Albert Ammons qui a commencé à enregistrer à partie de 1936 a joué jusqu’à sa mort en 1949, malgré l’amputation d’un doigt et des crises de paralysie. Ses duos avec Pete Johnson, avec lequel il joue régulièrement après le concert From Spirituals To Swing, sont de toute beauté. 
Albert Ammons est l’auteur de chefs d’œuvre inoubliables comme Barrelhouse Boogie, Boogie Woogie Man, Sixth Avenue Express. Albert Ammons, c’est tout simplement le boogie-woogie joué à la perfection.


4/ Jimmie Rodgers
Changement de style à présent et on commence avec une question : quel est le rapport entre la country music et l’Autriche ? Tic tac, tic tac. Réponse : le Tyrol. Ou plutôt la tyrolienne, appelée yodel dans sa version suisse.  Mais qui donc aurait importé la tyrolienne, cette façon de faire des vocalises par onomatopées en alternant une voix de poitrine et de falsetto, dans la country ? Sans doute des émigrés d’origine germanique, via la musique des Appalaches, cette chaîne montagneuse de l’est des Etats-Unis où s’est développée la musique populaire folklorique à l’origine de la country.
Toujours est-il que le chanteur guitariste qui en a fait sa marque de fabrique dès les années vingt, c’est Jimmie Rodgers (Jimmie avec ie et Rodgers avec un d), né en 1897, mort en 1933. Dès l’âge de 13 ans, Jimmie Rodgers travaille sur les voies de chemin de fer où il côtoie des Noirs et il s’imprègne de blues. Il commence à enregistrer en 1927 et devient la première star de la country music.
On écoute son morceau fétiche, Blue Yodel 1 (il y aura par la suite de très nombreux autres enregistrements de Blue Yodel avec des musiciens aussi divers que Louis Armstrong ou des formations de jug bands), enregistré pour Victor et qui a marqué toute une génération.  
Toutes les versions de Blue Yodel, de la première qu’on vient d’entendre jusqu’à la neuvième où il est accompagné par Louis Armstrong, ont connu le succès. Mais Jimmy Rodgers a évidemment enregistré bien d’autres morceaux de grande qualité comme Brakeman Blues, Waitin’ For A Train ou T.B. Blues.  
Le style de Jimmie Rodgers est extrêmement proche du blues, ce qui en dit long sur les origines de la country music. Jamais on ne retrouvera une telle proximité avec le blues chez les artistes de country, si ce n’est peut-être avec les Delmore Brothers. L’œuvre de Jimmie Rodgers est immense. La tuberculose l’a emporté bien trop tôt en 1933. Jimmie Rodgers est resté une légende. Il est incontestablement le père de la country music moderne, un des très grands noms de la musique populaire américaine.

-------------------------

__Consigne__.
Reprenez l'extrait ci-dessus sur Albert Ammons et Jimmie Rodgers en poursuivant après sa dernière phrase.

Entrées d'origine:

-------------------------

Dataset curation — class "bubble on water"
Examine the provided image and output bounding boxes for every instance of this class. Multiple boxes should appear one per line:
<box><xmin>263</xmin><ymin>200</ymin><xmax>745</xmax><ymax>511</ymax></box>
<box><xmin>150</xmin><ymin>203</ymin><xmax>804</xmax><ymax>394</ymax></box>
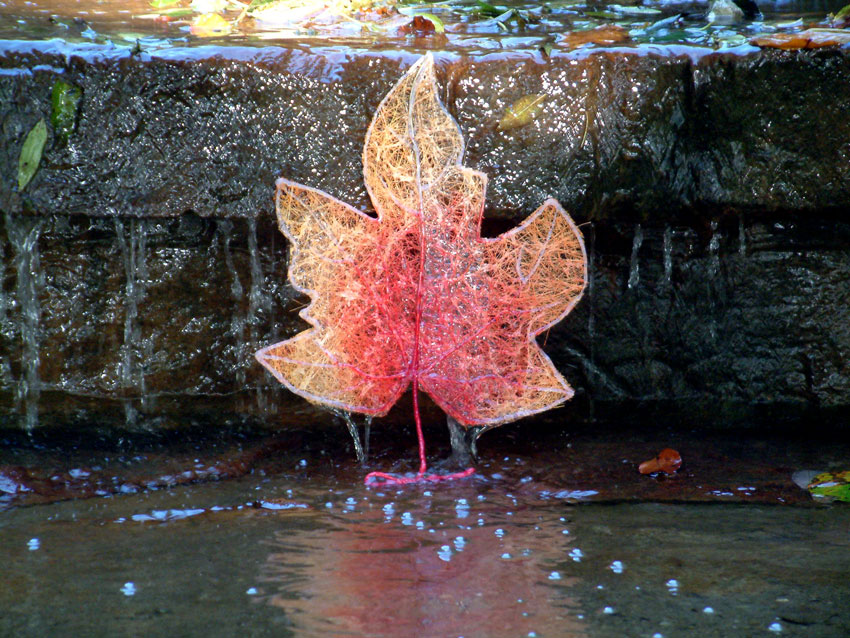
<box><xmin>455</xmin><ymin>498</ymin><xmax>469</xmax><ymax>518</ymax></box>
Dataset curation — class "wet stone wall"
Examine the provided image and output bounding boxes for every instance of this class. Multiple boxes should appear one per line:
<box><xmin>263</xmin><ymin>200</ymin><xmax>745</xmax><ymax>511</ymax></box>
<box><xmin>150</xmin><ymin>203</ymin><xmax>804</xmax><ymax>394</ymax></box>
<box><xmin>0</xmin><ymin>43</ymin><xmax>850</xmax><ymax>430</ymax></box>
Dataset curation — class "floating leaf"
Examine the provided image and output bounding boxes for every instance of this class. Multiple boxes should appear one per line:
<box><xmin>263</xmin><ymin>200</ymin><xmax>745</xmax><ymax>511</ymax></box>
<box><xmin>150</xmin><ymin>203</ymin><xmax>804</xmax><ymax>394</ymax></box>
<box><xmin>190</xmin><ymin>13</ymin><xmax>232</xmax><ymax>38</ymax></box>
<box><xmin>419</xmin><ymin>13</ymin><xmax>446</xmax><ymax>33</ymax></box>
<box><xmin>830</xmin><ymin>4</ymin><xmax>850</xmax><ymax>28</ymax></box>
<box><xmin>498</xmin><ymin>94</ymin><xmax>546</xmax><ymax>131</ymax></box>
<box><xmin>750</xmin><ymin>29</ymin><xmax>850</xmax><ymax>50</ymax></box>
<box><xmin>256</xmin><ymin>55</ymin><xmax>587</xmax><ymax>482</ymax></box>
<box><xmin>189</xmin><ymin>0</ymin><xmax>228</xmax><ymax>13</ymax></box>
<box><xmin>398</xmin><ymin>13</ymin><xmax>446</xmax><ymax>35</ymax></box>
<box><xmin>558</xmin><ymin>24</ymin><xmax>631</xmax><ymax>49</ymax></box>
<box><xmin>606</xmin><ymin>4</ymin><xmax>661</xmax><ymax>16</ymax></box>
<box><xmin>638</xmin><ymin>448</ymin><xmax>682</xmax><ymax>474</ymax></box>
<box><xmin>50</xmin><ymin>80</ymin><xmax>82</xmax><ymax>144</ymax></box>
<box><xmin>18</xmin><ymin>118</ymin><xmax>47</xmax><ymax>192</ymax></box>
<box><xmin>475</xmin><ymin>0</ymin><xmax>505</xmax><ymax>18</ymax></box>
<box><xmin>808</xmin><ymin>471</ymin><xmax>850</xmax><ymax>502</ymax></box>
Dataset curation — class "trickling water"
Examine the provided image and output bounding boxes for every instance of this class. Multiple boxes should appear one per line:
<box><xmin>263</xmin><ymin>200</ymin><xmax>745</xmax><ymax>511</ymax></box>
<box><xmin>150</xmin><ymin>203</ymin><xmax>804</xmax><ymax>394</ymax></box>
<box><xmin>217</xmin><ymin>219</ymin><xmax>248</xmax><ymax>390</ymax></box>
<box><xmin>586</xmin><ymin>228</ymin><xmax>596</xmax><ymax>421</ymax></box>
<box><xmin>6</xmin><ymin>215</ymin><xmax>44</xmax><ymax>431</ymax></box>
<box><xmin>243</xmin><ymin>218</ymin><xmax>269</xmax><ymax>411</ymax></box>
<box><xmin>629</xmin><ymin>224</ymin><xmax>643</xmax><ymax>289</ymax></box>
<box><xmin>708</xmin><ymin>220</ymin><xmax>720</xmax><ymax>277</ymax></box>
<box><xmin>332</xmin><ymin>410</ymin><xmax>372</xmax><ymax>466</ymax></box>
<box><xmin>115</xmin><ymin>219</ymin><xmax>152</xmax><ymax>425</ymax></box>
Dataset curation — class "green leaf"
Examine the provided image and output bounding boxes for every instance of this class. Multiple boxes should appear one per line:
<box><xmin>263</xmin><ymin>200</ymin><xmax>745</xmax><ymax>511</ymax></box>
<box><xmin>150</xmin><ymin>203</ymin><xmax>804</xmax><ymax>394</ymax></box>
<box><xmin>50</xmin><ymin>80</ymin><xmax>82</xmax><ymax>144</ymax></box>
<box><xmin>416</xmin><ymin>13</ymin><xmax>446</xmax><ymax>33</ymax></box>
<box><xmin>18</xmin><ymin>118</ymin><xmax>47</xmax><ymax>192</ymax></box>
<box><xmin>475</xmin><ymin>0</ymin><xmax>504</xmax><ymax>18</ymax></box>
<box><xmin>810</xmin><ymin>483</ymin><xmax>850</xmax><ymax>503</ymax></box>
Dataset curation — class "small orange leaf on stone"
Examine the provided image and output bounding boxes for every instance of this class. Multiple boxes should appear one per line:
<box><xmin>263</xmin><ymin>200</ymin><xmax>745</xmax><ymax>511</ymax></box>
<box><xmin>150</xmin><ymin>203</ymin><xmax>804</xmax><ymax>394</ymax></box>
<box><xmin>189</xmin><ymin>13</ymin><xmax>232</xmax><ymax>38</ymax></box>
<box><xmin>558</xmin><ymin>24</ymin><xmax>631</xmax><ymax>50</ymax></box>
<box><xmin>638</xmin><ymin>448</ymin><xmax>682</xmax><ymax>474</ymax></box>
<box><xmin>750</xmin><ymin>29</ymin><xmax>850</xmax><ymax>50</ymax></box>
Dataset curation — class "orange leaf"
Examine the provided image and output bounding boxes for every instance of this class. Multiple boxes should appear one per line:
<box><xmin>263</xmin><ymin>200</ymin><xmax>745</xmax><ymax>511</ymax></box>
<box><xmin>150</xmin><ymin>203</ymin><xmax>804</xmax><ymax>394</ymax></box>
<box><xmin>189</xmin><ymin>13</ymin><xmax>232</xmax><ymax>38</ymax></box>
<box><xmin>638</xmin><ymin>448</ymin><xmax>682</xmax><ymax>474</ymax></box>
<box><xmin>558</xmin><ymin>24</ymin><xmax>631</xmax><ymax>49</ymax></box>
<box><xmin>257</xmin><ymin>55</ymin><xmax>587</xmax><ymax>474</ymax></box>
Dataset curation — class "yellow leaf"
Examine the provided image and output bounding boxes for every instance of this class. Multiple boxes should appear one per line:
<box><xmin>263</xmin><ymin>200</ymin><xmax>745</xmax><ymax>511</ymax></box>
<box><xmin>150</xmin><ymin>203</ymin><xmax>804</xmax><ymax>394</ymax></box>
<box><xmin>190</xmin><ymin>13</ymin><xmax>233</xmax><ymax>38</ymax></box>
<box><xmin>498</xmin><ymin>93</ymin><xmax>546</xmax><ymax>131</ymax></box>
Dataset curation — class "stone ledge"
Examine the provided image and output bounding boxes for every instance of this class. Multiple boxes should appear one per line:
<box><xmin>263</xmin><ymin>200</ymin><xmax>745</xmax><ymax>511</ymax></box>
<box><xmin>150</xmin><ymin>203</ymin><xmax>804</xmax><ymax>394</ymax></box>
<box><xmin>0</xmin><ymin>43</ymin><xmax>850</xmax><ymax>429</ymax></box>
<box><xmin>0</xmin><ymin>42</ymin><xmax>850</xmax><ymax>220</ymax></box>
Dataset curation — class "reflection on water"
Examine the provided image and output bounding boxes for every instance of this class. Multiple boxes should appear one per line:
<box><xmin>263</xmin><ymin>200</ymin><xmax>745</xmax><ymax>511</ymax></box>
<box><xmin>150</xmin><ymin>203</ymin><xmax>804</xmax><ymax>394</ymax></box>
<box><xmin>261</xmin><ymin>496</ymin><xmax>586</xmax><ymax>638</ymax></box>
<box><xmin>0</xmin><ymin>465</ymin><xmax>850</xmax><ymax>638</ymax></box>
<box><xmin>0</xmin><ymin>426</ymin><xmax>850</xmax><ymax>638</ymax></box>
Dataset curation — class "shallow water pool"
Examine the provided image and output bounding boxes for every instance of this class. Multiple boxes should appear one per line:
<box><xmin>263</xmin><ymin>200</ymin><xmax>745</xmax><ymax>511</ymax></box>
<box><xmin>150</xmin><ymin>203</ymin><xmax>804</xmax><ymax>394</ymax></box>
<box><xmin>0</xmin><ymin>424</ymin><xmax>850</xmax><ymax>638</ymax></box>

-------------------------

__Réponse à l'exercice__.
5/ LaVern Baker
Je vous emmène maintenant au cinéma. Connaissez-vous le film Angel Heart, où Mickey Rourke incarne un détective qui se fait manipuler par le diable joué par Robert de Niro ? Si vous ne l’avez pas vu, je vous le recommande, ce film est un véritable bijou. Et il y a la bande son ! On peut notamment entendre une superbe chanteuse de rhythm and blues, LaVern Baker, dans un morceau intitulé Soul On Fire. 
On écoute tout de suite ce morceau, Soul On Fire,  enregistré pour Atlantic en 1953 avec LaVern Baker au chant, Freddy Mitchell au saxo ténor, Pinky Williams au saxo baryton, Hank Jones au piano, Jimmy Lewis à la guitare, Lloyd Trotman à la basse et Sylvester Paine à la batterie.
LaVern Baker est née Dolores Evans en 1929. Elle épouse assez tôt un monsieur Williams, voilà pourquoi certains auteurs lui donnent pour véritable nom Dolores Williams. Elle est la nièce d’une grande chanteuse de blues d’avant guerre, Merline Johnson, qu’on surnommait « The Yas Yas Girl ». Elle signe chez Atlantic en 1953 et elle va enchaîner succès sur succès jusqu’en 1960. En cinq années, elle récolte 9 titres au top 10 du Billboard, ce qui la classe en sixième position, derrière Fats Domino, Elvis Presley, Ray Charles, Little Richard et Chuck Berry. Autant dire qu’elle est une des reines de cette période mythique des années cinquante, avec Ruth Brown et Dinah Washington. 
Ses morceaux les plus connus : Tweedle-dee et Jim Dandy sortis en 1957, I Cried A Tear en 1958. Elle quitte Atlantic en 1964. Par la suite elle séjournera pendant 22 ans aux Philippines dans un centre destiné à divertir les marines. Son dernier enregistrement date de 1995. Elle est décédée en 1997. 
LaVern Baker, une grande dame du rhythm and blues.


6/ Lightnin’ Slim
Et voici maintenant une autre grande figure, celle du père fondateur du swamp blues, le blues des marais de la Louisiane, Lightnin’ Slim. Lightnin’ Slim, de son vrai nom Otis Hicks, est un chanteur guitariste né en 1913 et mort en 1974. Il est le premier artiste noir à enregistrer pour le producteur Jay D. Miller qui a enregistré tous les artistes de swamp blues. 
Lightnin’ Slim a commencé par galérer énormément avant d’être repéré en 1954 par un disc-jockey. Il forme un orchestre avec Slim Harpo à l’harmonica, ou parfois Schoolboy  Cleve, et devient très populaire dans la région de Bâton Rouge. Il grave de nombreux titres pour la marque Excello et obtient quelques succès, comme Bad Luck ou Rooster Blues, sans jamais toutefois percer au plan national.
On écoute un morceau de 1960, Nothin’ But The Devil, où il est accompagné par Lazy Lester à l’harmonica.
Lightnin’ Slim était un personnage haut en couleurs. Une voix profonde et rocailleuse, des accents traînants, paresseux, dans le style si caractéristique de la Louisiane, une guitare sombre, il est le swamp blues ! Et on ne peut s’empêcher d’évoquer son admonestation fétiche à son accompagnateur « Blow your harmonica, son ! » qu’on entend dans un grand nombre de ses morceaux : joue de ton harmonica, fiston !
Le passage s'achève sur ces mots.